═══ STUDY TEXT ═══

Rain havoc

Published September 2, 2017

FOR many families in Karachi, there are no Eid festivities today. The monsoon rains that began on Wednesday evening have created havoc, bringing death and misery to its citizens, and laying waste to their plans for a joyous holiday weekend. At least 23 people, including seven children, lost their lives on Thursday alone in rain-related incidents, mostly electrocution, while three deaths were reported yesterday. Overflowing storm water drains choked with garbage and an aging, dilapidated sewerage system have spewed their collective filth into low-lying areas: homes are flooded, possessions destroyed, and roads — dotted with submerged vehicles — have been rendered impassable. Many sacrificial animals, purchased with hard-earned savings, have drowned. The rising water level in the Lyari River even submerged the heavy machinery being used to construct the expressway running alongside, nearly claiming the lives of the two men who were operating it.

═══

### YOUR OBJECTIVE
Continue the piece on the Karachi monsoon flooding, starting after its final sentence.

═══ INFORMATION SUPPLIED ═══

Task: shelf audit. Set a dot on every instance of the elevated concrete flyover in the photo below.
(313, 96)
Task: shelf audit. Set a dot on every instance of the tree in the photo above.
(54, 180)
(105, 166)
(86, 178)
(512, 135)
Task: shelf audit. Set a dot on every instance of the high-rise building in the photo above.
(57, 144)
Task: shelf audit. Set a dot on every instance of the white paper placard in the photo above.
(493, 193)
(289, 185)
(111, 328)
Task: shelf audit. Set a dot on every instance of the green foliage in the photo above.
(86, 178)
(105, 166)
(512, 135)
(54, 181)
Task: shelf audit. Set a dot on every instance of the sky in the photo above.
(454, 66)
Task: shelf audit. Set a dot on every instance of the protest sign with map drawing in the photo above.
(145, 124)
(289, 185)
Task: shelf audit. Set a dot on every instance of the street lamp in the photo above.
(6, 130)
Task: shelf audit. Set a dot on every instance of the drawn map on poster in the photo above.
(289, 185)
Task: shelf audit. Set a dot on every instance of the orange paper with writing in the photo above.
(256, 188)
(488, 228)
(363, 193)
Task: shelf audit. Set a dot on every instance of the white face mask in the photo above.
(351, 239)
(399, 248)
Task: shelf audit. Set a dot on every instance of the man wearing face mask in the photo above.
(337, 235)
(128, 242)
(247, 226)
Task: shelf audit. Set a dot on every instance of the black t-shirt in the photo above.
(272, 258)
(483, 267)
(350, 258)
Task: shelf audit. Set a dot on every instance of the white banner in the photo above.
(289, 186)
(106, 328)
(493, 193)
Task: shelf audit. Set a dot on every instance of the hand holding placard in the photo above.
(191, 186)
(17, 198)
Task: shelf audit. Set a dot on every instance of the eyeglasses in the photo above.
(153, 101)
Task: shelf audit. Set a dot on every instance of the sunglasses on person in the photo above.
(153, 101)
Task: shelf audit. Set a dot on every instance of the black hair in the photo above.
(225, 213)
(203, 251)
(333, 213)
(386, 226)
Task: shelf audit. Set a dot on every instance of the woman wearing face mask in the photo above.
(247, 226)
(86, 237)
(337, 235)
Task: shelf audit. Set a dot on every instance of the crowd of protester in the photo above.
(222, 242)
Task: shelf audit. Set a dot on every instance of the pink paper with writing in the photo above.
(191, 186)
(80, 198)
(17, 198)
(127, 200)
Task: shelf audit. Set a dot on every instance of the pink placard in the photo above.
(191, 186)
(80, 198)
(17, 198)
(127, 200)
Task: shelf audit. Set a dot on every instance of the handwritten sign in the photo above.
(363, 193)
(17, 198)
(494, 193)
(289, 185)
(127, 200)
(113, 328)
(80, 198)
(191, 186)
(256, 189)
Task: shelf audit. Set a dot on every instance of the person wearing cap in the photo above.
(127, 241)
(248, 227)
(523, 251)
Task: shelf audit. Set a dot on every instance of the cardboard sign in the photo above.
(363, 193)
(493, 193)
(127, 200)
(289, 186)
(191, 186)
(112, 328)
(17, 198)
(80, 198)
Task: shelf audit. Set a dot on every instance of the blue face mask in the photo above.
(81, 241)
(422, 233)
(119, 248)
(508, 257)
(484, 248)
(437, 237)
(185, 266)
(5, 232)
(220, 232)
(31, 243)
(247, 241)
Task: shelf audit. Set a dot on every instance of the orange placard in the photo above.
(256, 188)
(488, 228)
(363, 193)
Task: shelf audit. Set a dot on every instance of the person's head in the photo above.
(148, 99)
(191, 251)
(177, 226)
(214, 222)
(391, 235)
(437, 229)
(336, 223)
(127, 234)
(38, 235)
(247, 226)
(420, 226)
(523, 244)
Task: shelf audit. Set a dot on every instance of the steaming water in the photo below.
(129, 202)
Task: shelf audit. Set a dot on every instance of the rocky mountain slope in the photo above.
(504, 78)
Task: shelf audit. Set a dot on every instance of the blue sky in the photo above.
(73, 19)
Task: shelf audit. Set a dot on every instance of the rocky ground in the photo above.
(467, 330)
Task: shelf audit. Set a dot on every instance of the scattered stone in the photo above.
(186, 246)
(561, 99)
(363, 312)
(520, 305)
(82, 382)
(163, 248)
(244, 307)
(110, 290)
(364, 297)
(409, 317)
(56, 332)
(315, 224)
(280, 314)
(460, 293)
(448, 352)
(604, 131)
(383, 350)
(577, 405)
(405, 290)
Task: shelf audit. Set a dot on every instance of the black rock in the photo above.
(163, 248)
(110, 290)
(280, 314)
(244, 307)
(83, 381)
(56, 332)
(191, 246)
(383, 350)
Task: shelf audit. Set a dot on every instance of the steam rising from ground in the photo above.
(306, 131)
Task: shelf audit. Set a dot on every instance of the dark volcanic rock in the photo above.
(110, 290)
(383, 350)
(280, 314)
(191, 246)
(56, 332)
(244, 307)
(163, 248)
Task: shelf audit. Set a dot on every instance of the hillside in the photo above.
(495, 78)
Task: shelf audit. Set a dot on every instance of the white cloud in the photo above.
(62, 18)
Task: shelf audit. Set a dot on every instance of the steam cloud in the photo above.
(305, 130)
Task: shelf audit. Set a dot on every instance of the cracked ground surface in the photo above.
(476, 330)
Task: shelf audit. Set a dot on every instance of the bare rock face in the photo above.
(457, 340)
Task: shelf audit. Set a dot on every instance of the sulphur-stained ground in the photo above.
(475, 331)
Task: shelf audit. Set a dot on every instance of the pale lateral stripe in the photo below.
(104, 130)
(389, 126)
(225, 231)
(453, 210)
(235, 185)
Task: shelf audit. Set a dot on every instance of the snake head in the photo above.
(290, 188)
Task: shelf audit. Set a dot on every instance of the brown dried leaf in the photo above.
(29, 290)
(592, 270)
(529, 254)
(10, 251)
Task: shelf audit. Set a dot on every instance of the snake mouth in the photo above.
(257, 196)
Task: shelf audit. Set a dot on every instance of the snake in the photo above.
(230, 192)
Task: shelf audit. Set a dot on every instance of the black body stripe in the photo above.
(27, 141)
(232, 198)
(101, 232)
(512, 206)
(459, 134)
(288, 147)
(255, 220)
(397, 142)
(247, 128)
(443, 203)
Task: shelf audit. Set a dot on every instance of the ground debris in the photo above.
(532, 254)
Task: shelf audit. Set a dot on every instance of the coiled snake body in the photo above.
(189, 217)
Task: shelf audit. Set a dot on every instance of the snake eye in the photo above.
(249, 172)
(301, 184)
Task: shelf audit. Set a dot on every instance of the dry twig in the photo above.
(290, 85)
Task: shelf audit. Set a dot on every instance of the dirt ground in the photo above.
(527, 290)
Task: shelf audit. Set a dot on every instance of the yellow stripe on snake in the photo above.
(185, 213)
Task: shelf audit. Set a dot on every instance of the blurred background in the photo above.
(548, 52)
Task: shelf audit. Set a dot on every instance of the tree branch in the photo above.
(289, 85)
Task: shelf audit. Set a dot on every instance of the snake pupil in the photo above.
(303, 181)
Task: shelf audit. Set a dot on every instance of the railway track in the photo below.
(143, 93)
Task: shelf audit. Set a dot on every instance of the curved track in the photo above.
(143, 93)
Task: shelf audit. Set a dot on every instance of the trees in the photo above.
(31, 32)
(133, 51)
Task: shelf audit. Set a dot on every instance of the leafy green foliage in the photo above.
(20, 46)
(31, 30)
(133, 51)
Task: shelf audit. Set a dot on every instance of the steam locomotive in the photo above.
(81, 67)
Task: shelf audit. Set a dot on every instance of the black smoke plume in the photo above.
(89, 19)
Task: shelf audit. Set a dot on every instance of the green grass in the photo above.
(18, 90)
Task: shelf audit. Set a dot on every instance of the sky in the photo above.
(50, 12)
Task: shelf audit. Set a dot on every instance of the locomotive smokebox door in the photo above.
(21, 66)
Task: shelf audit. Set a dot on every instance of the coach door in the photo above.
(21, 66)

═══

### OUTPUT OF THE EXERCISE
This season’s monsoon has highlighted once again with devastating clarity the consequences of the decades-long neglect of governance in Pakistan’s largest city, one whose formal economy generates nearly 25pc of the country’s GDP. The dereliction of duty by successive self-serving and corrupt ruling dispensations and their brazen violation of rules are directly responsible for the plight of its citizens today. Warnings about this week’s spell of rain and high chances of urban flooding had been issued well in advance, but that could not prevent the inevitable: the massive amounts of rain that fell on the city had simply nowhere to go. Karachi’s multiple natural storm water drains — over 30 — are choked with garbage or drastically narrowed by land reclamation, the last a symptom of the construction ‘boom’ that brings eye-watering profits for some people in high places. The PPP-led Sindh government, by playing politics with Karachi’s present and its future, has further aggravated the situation. In 2013, it brought in legislation that stripped the elected KMC and district councils — which have hefty MQM representation and are responsible for municipal services in Karachi — of virtually all their functions, and handed over municipal services to the bureaucracy of Sindh’s local government department under its direct control. Even the distribution of water, disposal of sewage or solid waste — of which this metropolis generates more than 12,000 tonnes daily — no longer remained under KMC’s purview. Matters have become untenable. Only a holistic, well-thought-out solution that takes into account technical aspects as well as governance issues can prevent Karachi from descending further into a dystopian nightmare.